Required task » Reproduce each of the items below word for word, leaving out the pictures.

Exercise input »

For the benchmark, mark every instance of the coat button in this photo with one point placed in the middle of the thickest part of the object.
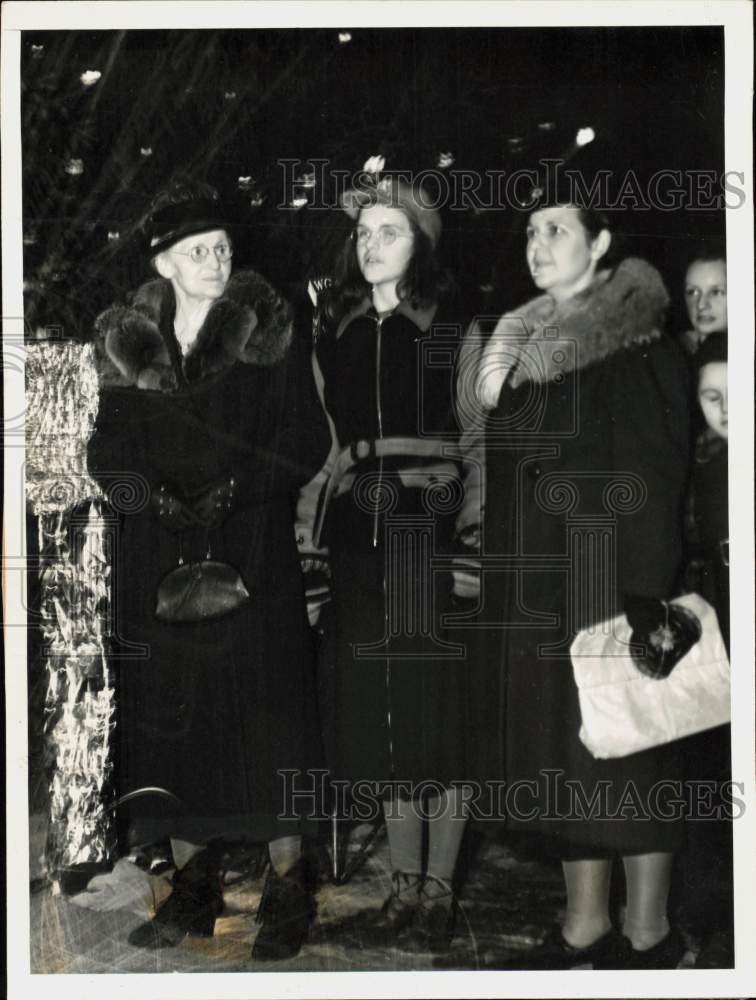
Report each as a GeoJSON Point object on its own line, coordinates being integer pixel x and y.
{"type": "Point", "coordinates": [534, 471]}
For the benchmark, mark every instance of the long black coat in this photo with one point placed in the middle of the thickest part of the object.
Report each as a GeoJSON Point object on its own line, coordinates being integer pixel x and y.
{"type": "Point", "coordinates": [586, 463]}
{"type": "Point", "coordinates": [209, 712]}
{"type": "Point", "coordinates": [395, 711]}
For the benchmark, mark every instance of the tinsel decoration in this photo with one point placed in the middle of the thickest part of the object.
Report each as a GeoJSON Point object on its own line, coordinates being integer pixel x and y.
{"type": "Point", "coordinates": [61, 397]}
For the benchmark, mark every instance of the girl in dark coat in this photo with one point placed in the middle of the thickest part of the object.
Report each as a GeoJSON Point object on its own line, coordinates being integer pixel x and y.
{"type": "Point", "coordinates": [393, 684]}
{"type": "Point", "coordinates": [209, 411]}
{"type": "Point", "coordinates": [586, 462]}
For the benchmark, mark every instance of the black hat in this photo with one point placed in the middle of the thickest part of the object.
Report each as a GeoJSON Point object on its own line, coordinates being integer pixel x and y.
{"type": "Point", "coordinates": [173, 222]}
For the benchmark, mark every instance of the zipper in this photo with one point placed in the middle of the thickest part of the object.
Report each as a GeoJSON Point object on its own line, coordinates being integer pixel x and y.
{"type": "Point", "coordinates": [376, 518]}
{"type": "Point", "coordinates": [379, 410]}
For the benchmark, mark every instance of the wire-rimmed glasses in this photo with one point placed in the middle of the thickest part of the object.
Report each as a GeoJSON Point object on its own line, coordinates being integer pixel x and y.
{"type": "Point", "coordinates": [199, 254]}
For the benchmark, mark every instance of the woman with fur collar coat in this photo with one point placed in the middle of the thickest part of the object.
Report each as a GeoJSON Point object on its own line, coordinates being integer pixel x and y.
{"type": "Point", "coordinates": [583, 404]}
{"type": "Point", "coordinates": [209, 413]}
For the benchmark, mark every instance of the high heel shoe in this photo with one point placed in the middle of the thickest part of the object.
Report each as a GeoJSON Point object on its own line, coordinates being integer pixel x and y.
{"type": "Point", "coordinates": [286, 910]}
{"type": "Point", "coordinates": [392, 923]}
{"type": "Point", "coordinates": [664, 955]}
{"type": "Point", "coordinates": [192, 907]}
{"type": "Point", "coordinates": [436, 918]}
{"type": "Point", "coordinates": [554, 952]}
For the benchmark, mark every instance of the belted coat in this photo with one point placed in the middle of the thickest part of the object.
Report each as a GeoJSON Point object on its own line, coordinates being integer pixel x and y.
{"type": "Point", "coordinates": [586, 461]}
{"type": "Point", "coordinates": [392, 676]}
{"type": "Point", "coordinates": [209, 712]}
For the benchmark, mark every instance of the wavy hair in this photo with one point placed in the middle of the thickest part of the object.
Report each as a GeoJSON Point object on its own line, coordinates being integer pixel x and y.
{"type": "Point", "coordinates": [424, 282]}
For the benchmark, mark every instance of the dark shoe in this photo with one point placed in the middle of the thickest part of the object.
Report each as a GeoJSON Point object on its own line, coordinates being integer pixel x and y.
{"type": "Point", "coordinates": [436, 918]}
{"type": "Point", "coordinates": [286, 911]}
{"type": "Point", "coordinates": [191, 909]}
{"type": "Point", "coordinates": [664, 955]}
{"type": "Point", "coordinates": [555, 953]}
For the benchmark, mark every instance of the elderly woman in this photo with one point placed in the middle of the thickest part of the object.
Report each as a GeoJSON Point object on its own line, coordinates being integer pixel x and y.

Written reply »
For the benchmark, mark every instance of the coat button in this photo with one point placed in the middle of the thickest part of the object.
Report each as a GeoJSON Point object on its own line, coordinates being integer pixel x and y.
{"type": "Point", "coordinates": [534, 471]}
For the benchmark, mark every instance of the long black coat in this photo with one point placed in the middle of the thickest part of the object.
Report each as a GeoJSON Point object on its own line, coordinates being integer pixel x and y.
{"type": "Point", "coordinates": [586, 463]}
{"type": "Point", "coordinates": [209, 712]}
{"type": "Point", "coordinates": [395, 711]}
For the benchmark, mark every instance of the tinsel decoration in this photo with one point placed in the middle of the thickest part of the object.
Report each as a GeoJSON Point object on its own line, coordinates being integer pixel x and y.
{"type": "Point", "coordinates": [61, 397]}
For the benchmark, mark every instance of the girl in dark coat in this photo with one point placed in the middle of the thickest part of the object.
Report each as a GeoJSON Point object on its own line, coordinates being integer pixel x and y.
{"type": "Point", "coordinates": [393, 684]}
{"type": "Point", "coordinates": [209, 411]}
{"type": "Point", "coordinates": [586, 462]}
For the benchmark, mark every instance of the black hat in this photo with one point placed in the middle of the thickest part of the object.
Report each as a GeoJSON Point object on its own line, coordinates being integer pixel x and y.
{"type": "Point", "coordinates": [173, 222]}
For the benchmark, mark every instance of the zipper in this photo with one point placed in the middle of the thickest part of the object.
Report each as a GeoJSON Point object on its own line, coordinates being integer pixel x and y.
{"type": "Point", "coordinates": [376, 518]}
{"type": "Point", "coordinates": [379, 410]}
For the benchmark, mark every instance of the wire-rimmed glasses in this photo with one point placed in the middle of the thickest part of the object.
Report each as a GeoJSON Point object on its own line, coordinates being integer pixel x and y.
{"type": "Point", "coordinates": [199, 254]}
For the benchmark, mark every instance of the woman with fur collar coat in this photo with one point placed in the middle of the thickest part of the object.
Report each as a GeoJSON Point object on its own line, coordinates being integer pixel x and y.
{"type": "Point", "coordinates": [583, 404]}
{"type": "Point", "coordinates": [209, 413]}
For the benchmark, mark every instance of the high heel shoe in this photo with one point placed in the middle of the thickest part of the object.
Report each as a GeoJSON Point object on its own line, coordinates being integer pixel x and y.
{"type": "Point", "coordinates": [286, 910]}
{"type": "Point", "coordinates": [392, 923]}
{"type": "Point", "coordinates": [664, 955]}
{"type": "Point", "coordinates": [192, 907]}
{"type": "Point", "coordinates": [436, 918]}
{"type": "Point", "coordinates": [554, 952]}
For the benchmark, mark every instance of the belted coat in this photo with one point placed in the middle of the thickest part of the object.
Report each as a GeoJSON Point object on its own line, coordinates being integer pixel x and y.
{"type": "Point", "coordinates": [586, 461]}
{"type": "Point", "coordinates": [392, 676]}
{"type": "Point", "coordinates": [209, 712]}
For the benchmark, mark every instance of the wavy hair in this photo with one point placed in the middle of the thickest part of the object.
Report each as a GeoJSON Point object on its own line, coordinates being integer pixel x and y.
{"type": "Point", "coordinates": [424, 282]}
For the benchmark, mark every instance of the dark shoe in this photo with one point placed in the middle of the thickest part of the object.
Report each as a GeoJSON Point object on its own line, coordinates being integer pixel x and y.
{"type": "Point", "coordinates": [436, 918]}
{"type": "Point", "coordinates": [286, 911]}
{"type": "Point", "coordinates": [191, 909]}
{"type": "Point", "coordinates": [664, 955]}
{"type": "Point", "coordinates": [555, 953]}
For the benchmark, mark every instance of the elderly woman in this photo with one point placed in the middle of the thickest part of the object.
Report each as a GeoJSON Point object on its own line, coordinates being integer pixel x and y.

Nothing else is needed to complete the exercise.